> _Aim of the task_: Show every line of the listing below that contains the string "rocky", copying each line as it appears.

> _Information shown_:
* begin *
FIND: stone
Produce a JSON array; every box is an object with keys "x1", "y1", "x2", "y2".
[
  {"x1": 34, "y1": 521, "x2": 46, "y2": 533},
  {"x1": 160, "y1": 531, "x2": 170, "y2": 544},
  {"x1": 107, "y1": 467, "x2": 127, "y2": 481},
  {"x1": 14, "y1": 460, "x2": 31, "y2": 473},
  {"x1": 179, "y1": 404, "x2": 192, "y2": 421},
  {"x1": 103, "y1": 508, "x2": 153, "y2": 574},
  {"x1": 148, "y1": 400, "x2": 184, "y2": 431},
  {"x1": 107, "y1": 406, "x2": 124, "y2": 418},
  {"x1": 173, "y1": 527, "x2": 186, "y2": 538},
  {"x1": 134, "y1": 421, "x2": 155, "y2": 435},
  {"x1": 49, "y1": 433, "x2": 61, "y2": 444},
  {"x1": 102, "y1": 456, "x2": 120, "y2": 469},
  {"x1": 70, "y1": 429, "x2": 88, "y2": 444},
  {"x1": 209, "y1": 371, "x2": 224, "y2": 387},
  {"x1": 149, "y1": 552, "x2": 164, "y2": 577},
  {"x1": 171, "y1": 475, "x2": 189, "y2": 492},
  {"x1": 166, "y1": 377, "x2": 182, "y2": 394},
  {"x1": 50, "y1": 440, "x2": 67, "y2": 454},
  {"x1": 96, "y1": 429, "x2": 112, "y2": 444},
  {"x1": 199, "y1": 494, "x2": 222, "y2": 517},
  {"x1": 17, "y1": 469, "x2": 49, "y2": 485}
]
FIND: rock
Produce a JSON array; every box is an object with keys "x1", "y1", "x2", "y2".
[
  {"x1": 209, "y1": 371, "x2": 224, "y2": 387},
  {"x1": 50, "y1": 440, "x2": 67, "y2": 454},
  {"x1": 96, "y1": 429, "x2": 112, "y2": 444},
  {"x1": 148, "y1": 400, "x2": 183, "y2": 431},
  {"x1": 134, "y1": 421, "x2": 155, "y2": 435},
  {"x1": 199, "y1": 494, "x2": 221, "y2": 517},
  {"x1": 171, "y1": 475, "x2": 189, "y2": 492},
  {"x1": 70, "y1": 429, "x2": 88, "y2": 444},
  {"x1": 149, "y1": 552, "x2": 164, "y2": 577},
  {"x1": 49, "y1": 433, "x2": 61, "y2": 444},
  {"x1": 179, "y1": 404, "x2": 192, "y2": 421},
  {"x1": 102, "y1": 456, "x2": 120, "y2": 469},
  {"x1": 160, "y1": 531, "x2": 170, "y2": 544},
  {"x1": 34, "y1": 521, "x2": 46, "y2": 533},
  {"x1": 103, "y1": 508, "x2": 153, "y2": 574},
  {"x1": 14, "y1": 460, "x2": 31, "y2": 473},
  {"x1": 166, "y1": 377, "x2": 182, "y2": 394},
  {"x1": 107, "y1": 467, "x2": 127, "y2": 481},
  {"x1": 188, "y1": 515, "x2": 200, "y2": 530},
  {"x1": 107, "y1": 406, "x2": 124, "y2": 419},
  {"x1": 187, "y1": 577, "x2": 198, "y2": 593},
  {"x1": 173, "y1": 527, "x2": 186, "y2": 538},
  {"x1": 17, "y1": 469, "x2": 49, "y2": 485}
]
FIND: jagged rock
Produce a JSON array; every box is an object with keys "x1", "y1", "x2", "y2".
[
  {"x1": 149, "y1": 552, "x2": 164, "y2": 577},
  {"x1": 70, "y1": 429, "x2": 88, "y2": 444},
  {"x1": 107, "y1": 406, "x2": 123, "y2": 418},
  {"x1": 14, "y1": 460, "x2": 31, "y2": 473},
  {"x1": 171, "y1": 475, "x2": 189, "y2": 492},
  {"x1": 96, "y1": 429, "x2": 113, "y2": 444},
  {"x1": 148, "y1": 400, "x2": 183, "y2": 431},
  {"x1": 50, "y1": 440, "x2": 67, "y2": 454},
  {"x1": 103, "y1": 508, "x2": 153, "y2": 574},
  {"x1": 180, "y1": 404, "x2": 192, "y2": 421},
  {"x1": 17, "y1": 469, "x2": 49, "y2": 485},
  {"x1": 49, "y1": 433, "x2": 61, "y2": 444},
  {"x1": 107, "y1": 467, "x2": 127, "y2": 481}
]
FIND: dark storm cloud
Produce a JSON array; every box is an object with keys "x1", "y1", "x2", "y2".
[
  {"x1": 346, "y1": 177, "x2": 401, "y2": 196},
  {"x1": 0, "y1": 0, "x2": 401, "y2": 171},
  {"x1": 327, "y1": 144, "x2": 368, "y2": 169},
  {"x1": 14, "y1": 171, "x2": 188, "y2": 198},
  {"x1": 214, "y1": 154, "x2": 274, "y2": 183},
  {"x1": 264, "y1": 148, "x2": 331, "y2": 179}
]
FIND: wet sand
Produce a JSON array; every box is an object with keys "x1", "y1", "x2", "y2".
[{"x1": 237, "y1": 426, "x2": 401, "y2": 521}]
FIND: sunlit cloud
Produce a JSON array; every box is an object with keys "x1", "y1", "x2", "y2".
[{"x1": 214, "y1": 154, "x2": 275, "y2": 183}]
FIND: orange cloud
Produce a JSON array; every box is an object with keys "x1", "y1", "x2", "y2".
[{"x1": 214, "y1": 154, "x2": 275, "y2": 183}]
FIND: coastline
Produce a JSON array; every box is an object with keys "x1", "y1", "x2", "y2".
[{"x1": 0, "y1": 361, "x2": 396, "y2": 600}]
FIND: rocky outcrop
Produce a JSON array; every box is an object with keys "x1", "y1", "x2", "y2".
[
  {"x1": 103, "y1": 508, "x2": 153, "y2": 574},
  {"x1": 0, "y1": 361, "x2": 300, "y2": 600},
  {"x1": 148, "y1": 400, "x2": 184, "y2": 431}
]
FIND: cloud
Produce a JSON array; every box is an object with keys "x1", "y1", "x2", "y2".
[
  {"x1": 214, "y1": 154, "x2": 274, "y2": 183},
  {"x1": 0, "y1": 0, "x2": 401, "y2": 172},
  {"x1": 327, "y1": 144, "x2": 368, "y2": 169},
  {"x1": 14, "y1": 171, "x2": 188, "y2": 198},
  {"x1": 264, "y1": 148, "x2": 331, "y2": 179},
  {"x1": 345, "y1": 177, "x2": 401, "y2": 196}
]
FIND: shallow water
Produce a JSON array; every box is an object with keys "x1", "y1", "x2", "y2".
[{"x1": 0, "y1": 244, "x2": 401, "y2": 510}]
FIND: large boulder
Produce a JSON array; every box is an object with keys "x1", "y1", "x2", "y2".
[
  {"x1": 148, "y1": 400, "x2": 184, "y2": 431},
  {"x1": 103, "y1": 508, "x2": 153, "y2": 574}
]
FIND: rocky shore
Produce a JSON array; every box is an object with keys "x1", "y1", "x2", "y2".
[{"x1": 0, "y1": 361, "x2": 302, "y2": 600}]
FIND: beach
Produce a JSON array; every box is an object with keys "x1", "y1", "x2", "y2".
* end *
> _Full output_:
FIND: rocky outcrop
FIND: rocky shore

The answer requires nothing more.